[Opening GIVEN DATA section]

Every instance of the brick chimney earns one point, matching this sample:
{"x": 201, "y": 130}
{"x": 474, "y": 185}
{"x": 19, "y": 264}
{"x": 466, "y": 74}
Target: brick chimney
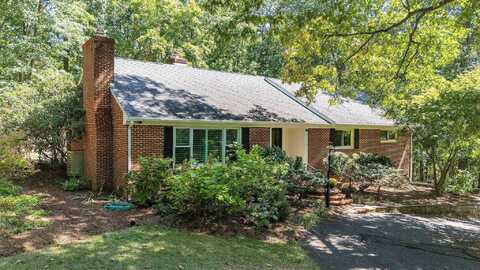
{"x": 176, "y": 59}
{"x": 98, "y": 64}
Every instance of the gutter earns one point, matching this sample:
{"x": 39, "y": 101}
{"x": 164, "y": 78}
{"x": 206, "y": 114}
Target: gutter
{"x": 294, "y": 98}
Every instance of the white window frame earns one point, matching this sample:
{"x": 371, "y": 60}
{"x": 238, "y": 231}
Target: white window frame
{"x": 352, "y": 139}
{"x": 224, "y": 140}
{"x": 389, "y": 131}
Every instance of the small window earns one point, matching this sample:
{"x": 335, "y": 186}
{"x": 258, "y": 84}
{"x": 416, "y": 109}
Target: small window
{"x": 202, "y": 144}
{"x": 388, "y": 136}
{"x": 343, "y": 138}
{"x": 276, "y": 137}
{"x": 182, "y": 145}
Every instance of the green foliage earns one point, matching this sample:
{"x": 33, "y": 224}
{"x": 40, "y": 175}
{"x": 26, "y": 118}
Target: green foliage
{"x": 144, "y": 185}
{"x": 366, "y": 169}
{"x": 74, "y": 184}
{"x": 340, "y": 164}
{"x": 249, "y": 187}
{"x": 8, "y": 189}
{"x": 40, "y": 71}
{"x": 462, "y": 182}
{"x": 300, "y": 180}
{"x": 417, "y": 60}
{"x": 13, "y": 165}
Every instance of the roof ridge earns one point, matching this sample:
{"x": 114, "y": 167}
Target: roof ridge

[Closing GIVEN DATA section]

WHAT THE EXERCISE ASKS ▸ Look for the line that contains "Every instance of the green" in the entries above. Set it down, along with all later lines, exactly as written.

RESPONSE ▸
Every instance of the green foliage earns one point, matching this sample:
{"x": 33, "y": 224}
{"x": 40, "y": 175}
{"x": 26, "y": 118}
Target: green foliage
{"x": 144, "y": 185}
{"x": 366, "y": 169}
{"x": 74, "y": 184}
{"x": 340, "y": 164}
{"x": 249, "y": 187}
{"x": 8, "y": 189}
{"x": 40, "y": 71}
{"x": 462, "y": 182}
{"x": 300, "y": 180}
{"x": 417, "y": 60}
{"x": 13, "y": 165}
Every instance of the roof ridge earns one point, matching this sample:
{"x": 114, "y": 167}
Target: roof ridge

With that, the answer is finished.